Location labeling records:
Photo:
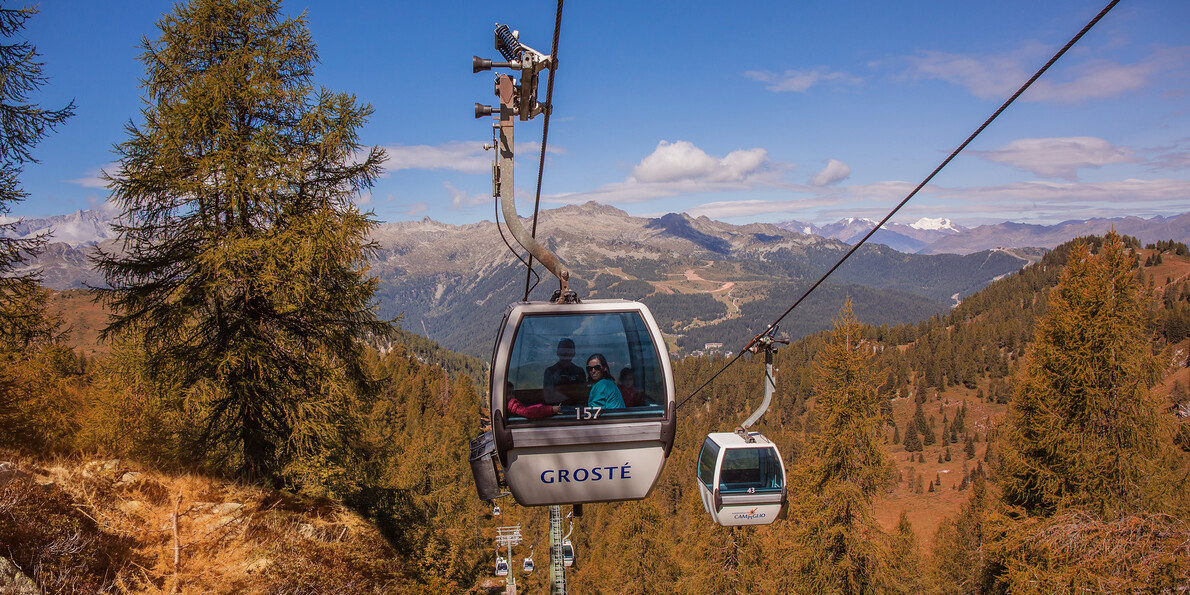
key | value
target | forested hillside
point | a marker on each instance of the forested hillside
(944, 386)
(236, 412)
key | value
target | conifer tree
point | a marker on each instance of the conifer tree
(1084, 427)
(844, 469)
(912, 440)
(24, 319)
(904, 559)
(242, 263)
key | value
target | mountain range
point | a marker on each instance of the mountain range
(926, 236)
(706, 281)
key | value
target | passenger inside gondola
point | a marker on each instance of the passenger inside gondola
(564, 383)
(543, 384)
(632, 395)
(605, 394)
(531, 411)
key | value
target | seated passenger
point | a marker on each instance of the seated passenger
(531, 411)
(628, 388)
(564, 383)
(605, 393)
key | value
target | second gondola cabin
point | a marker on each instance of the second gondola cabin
(565, 431)
(741, 480)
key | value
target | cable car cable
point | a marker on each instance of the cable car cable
(545, 133)
(912, 194)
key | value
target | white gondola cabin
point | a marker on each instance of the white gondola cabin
(568, 432)
(568, 553)
(741, 482)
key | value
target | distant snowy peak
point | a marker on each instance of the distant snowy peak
(939, 224)
(77, 229)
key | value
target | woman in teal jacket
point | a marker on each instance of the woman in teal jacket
(603, 390)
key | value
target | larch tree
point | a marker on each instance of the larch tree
(1084, 428)
(844, 469)
(242, 267)
(24, 319)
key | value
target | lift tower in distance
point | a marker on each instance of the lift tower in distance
(519, 100)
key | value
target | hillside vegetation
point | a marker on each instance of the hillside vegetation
(399, 484)
(251, 420)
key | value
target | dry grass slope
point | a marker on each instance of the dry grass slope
(110, 526)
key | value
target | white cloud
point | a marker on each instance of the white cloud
(93, 179)
(413, 210)
(468, 157)
(834, 171)
(721, 210)
(681, 161)
(682, 168)
(996, 76)
(1173, 193)
(800, 81)
(1058, 157)
(461, 199)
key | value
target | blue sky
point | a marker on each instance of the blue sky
(751, 112)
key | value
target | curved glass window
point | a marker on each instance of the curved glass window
(751, 470)
(549, 367)
(707, 463)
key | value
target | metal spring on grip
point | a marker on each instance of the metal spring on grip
(508, 45)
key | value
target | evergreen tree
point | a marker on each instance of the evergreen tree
(844, 469)
(906, 559)
(24, 319)
(242, 269)
(912, 440)
(1084, 427)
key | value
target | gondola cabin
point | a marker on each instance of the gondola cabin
(582, 401)
(568, 553)
(741, 482)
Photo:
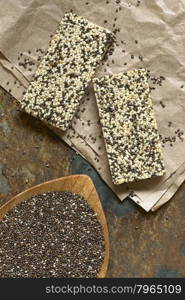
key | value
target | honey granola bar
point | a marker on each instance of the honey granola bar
(129, 126)
(66, 70)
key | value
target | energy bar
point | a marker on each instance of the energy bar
(129, 126)
(66, 70)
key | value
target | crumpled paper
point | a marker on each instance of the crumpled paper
(149, 34)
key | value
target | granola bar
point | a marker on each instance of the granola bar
(129, 126)
(66, 70)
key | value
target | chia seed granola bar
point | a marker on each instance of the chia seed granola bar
(129, 126)
(66, 70)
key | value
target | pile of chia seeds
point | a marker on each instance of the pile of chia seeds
(55, 234)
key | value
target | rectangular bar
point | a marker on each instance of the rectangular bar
(66, 70)
(129, 126)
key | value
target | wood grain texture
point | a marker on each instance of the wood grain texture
(79, 184)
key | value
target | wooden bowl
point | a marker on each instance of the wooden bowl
(79, 184)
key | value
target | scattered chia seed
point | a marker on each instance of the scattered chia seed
(55, 234)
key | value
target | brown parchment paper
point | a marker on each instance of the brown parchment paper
(149, 34)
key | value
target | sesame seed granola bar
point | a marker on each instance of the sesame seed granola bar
(129, 126)
(66, 70)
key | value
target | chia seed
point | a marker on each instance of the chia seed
(55, 234)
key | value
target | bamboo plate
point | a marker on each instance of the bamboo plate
(79, 184)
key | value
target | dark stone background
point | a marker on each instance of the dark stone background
(142, 244)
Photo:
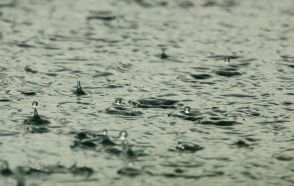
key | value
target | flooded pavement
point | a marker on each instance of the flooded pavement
(137, 92)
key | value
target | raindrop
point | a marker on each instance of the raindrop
(163, 54)
(187, 110)
(35, 104)
(227, 59)
(118, 101)
(79, 90)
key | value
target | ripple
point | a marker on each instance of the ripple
(155, 103)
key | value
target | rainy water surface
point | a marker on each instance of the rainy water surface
(137, 92)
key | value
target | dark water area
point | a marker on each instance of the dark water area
(137, 92)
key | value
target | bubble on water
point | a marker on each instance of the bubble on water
(187, 110)
(118, 101)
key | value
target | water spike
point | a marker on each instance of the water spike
(79, 90)
(227, 59)
(118, 101)
(123, 136)
(104, 132)
(163, 54)
(35, 104)
(187, 110)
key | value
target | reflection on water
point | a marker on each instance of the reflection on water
(182, 92)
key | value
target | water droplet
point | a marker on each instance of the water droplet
(227, 59)
(163, 54)
(118, 101)
(104, 132)
(34, 104)
(187, 110)
(123, 135)
(79, 90)
(180, 145)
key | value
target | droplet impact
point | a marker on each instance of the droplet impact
(187, 110)
(118, 101)
(123, 135)
(79, 91)
(163, 54)
(35, 104)
(227, 59)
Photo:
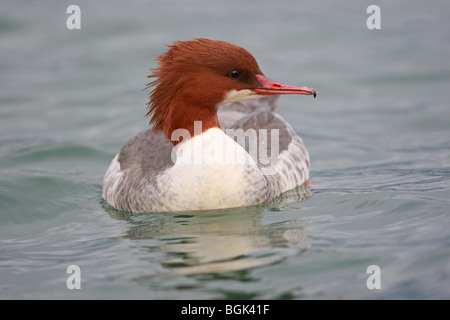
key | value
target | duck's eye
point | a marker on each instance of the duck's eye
(234, 74)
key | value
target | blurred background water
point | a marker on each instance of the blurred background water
(378, 135)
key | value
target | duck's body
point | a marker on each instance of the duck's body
(241, 154)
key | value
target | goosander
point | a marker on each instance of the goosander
(205, 148)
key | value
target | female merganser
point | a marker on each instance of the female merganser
(197, 156)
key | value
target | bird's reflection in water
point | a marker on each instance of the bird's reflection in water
(200, 242)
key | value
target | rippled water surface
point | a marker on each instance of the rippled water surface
(378, 135)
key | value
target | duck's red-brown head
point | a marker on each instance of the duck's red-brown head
(195, 77)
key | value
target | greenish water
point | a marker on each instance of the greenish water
(378, 135)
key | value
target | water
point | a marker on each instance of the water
(378, 137)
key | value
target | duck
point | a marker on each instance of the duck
(215, 139)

▶ **WHAT IS EXPECTED**
The material above must be printed exactly, with its pictures left out.

▶ **OUTPUT BELOW**
Photo:
key | value
target | forested hillside
point | a marker on each instance of the forested hillside
(944, 386)
(236, 412)
key | value
target | conifer tree
point | a marker on each instance of the conifer tree
(1084, 427)
(844, 469)
(912, 440)
(24, 319)
(904, 559)
(242, 263)
key | value
target | mountain range
point | a marker on each instance of the mountain range
(926, 236)
(706, 281)
key | value
target | passenger inside gondola
point | a marker on each instance of the passenger inside gondola
(564, 383)
(543, 384)
(632, 395)
(605, 394)
(531, 411)
key | value
target | seated passenger
point | a marker on each instance of the seated passenger
(531, 411)
(628, 388)
(564, 383)
(605, 393)
key | value
target | second gondola cabin
point | a marker on each instance of the second gondola cabin
(565, 431)
(741, 480)
key | value
target | cable car cable
point | a marker on each instance of the cable car cable
(545, 133)
(912, 194)
key | value
target | white gondola cabin
point | a marker on each instance of the white gondola cabin
(568, 432)
(568, 553)
(741, 482)
key | value
target | distant snowy peak
point | a marker on each instance of the distant snowy peak
(939, 224)
(77, 229)
key | value
target | woman in teal jacket
point | a marker on each instance of the woman in teal jacket
(603, 390)
key | value
target | larch tree
point | a marker on each instance of the larch tree
(1084, 428)
(844, 469)
(242, 267)
(24, 319)
key | value
target | lift tower in distance
point | a marker on each instance of the lift tower in distance
(519, 100)
key | value
target | hillside vegetation
point | a marker on each instance of the hillside vegetation
(399, 484)
(251, 420)
key | value
target | dry grass slope
point | a marker on each instance of the dry grass slope
(110, 526)
key | value
target | white cloud
point | a marker on each instance of the white cloud
(93, 179)
(413, 210)
(468, 157)
(834, 171)
(721, 210)
(681, 161)
(682, 168)
(996, 76)
(1173, 193)
(800, 81)
(1058, 157)
(461, 199)
key | value
target | blue sky
point | a marker on each instance of the blue sky
(751, 112)
key | value
target | curved glass window
point | a marker on each instance of the curved glass window
(751, 470)
(549, 367)
(707, 463)
key | value
target | metal spring on grip
point | a marker on each instance of the metal spring on grip
(508, 45)
key | value
target | evergreen tree
point | a marker on each instance of the evergreen tree
(844, 469)
(906, 559)
(24, 319)
(242, 269)
(912, 440)
(1084, 427)
key | value
target | gondola cabin
point | a marker on each instance of the gondola cabin
(582, 401)
(568, 553)
(741, 482)
Photo:
key | value
target | honey granola bar
point | a marker on each instance of the honey granola bar
(129, 126)
(66, 70)
key | value
target | energy bar
point | a marker on each instance of the energy bar
(129, 126)
(66, 70)
key | value
target | crumpled paper
point | a marker on each instance of the crumpled paper
(149, 34)
key | value
target | granola bar
point | a marker on each instance of the granola bar
(129, 126)
(66, 70)
key | value
target | chia seed granola bar
point | a marker on each instance of the chia seed granola bar
(129, 126)
(66, 70)
key | value
target | pile of chia seeds
point | a marker on each instance of the pile of chia seeds
(55, 234)
key | value
target | rectangular bar
point | a marker on each instance of the rectangular bar
(66, 70)
(129, 126)
key | value
target | wood grain texture
point | a marker on each instance of the wood grain texture
(79, 184)
key | value
target | wooden bowl
point | a marker on each instance of the wooden bowl
(79, 184)
key | value
target | scattered chia seed
point | a marker on each instance of the scattered chia seed
(55, 234)
key | value
target | brown parchment paper
point | a marker on each instance of the brown parchment paper
(149, 34)
key | value
target | sesame seed granola bar
point | a marker on each instance of the sesame seed granola bar
(129, 126)
(66, 70)
key | value
target | chia seed
point | a marker on each instance of the chia seed
(55, 234)
key | value
target | bamboo plate
point | a marker on each instance of the bamboo plate
(79, 184)
key | value
target | dark stone background
point | a marker on each instance of the dark stone background
(142, 244)
Photo:
key | value
target | flooded pavement
point | a marker on each instance of the flooded pavement
(137, 92)
key | value
target | raindrop
point | a marker on each instance of the raindrop
(163, 54)
(187, 110)
(35, 104)
(227, 59)
(118, 101)
(79, 90)
key | value
target | ripple
point | a marker on each instance of the ripple
(155, 103)
key | value
target | rainy water surface
point | a marker on each instance of the rainy water surface
(137, 92)
key | value
target | dark water area
point | a marker on each instance of the dark water area
(137, 92)
key | value
target | bubble on water
point | a marker on each instance of the bubble on water
(187, 110)
(118, 101)
key | value
target | water spike
point | a marker on each instance of the water spike
(79, 90)
(227, 59)
(118, 101)
(123, 136)
(104, 132)
(163, 54)
(35, 104)
(187, 110)
key | value
target | reflection on water
point | a marker on each instance of the reflection on water
(182, 92)
key | value
target | water droplet
point | a marker on each instance of the water droplet
(227, 59)
(163, 54)
(118, 101)
(104, 132)
(34, 104)
(187, 110)
(123, 135)
(79, 90)
(180, 145)
key | value
target | droplet impact
point | a marker on each instance of the droplet impact
(187, 110)
(118, 101)
(123, 135)
(79, 91)
(163, 54)
(35, 104)
(227, 59)
Photo:
key | value
target | duck's eye
point | a marker on each instance of the duck's eye
(234, 74)
key | value
target | blurred background water
point | a marker on each instance of the blurred background water
(378, 135)
key | value
target | duck's body
point | a marker on each instance of the duck's body
(241, 154)
key | value
target | goosander
point | a marker on each instance of the goosander
(205, 148)
key | value
target | female merganser
point | a marker on each instance of the female merganser
(197, 156)
key | value
target | bird's reflection in water
point | a marker on each instance of the bird's reflection in water
(200, 242)
key | value
target | rippled water surface
point | a marker on each instance of the rippled water surface
(378, 135)
key | value
target | duck's red-brown head
point | a marker on each instance of the duck's red-brown head
(195, 77)
key | value
target | greenish water
point | a marker on each instance of the greenish water
(378, 135)
key | value
target | water
point | a marker on each instance of the water
(378, 137)
key | value
target | duck
point | a marker on each instance of the duck
(215, 139)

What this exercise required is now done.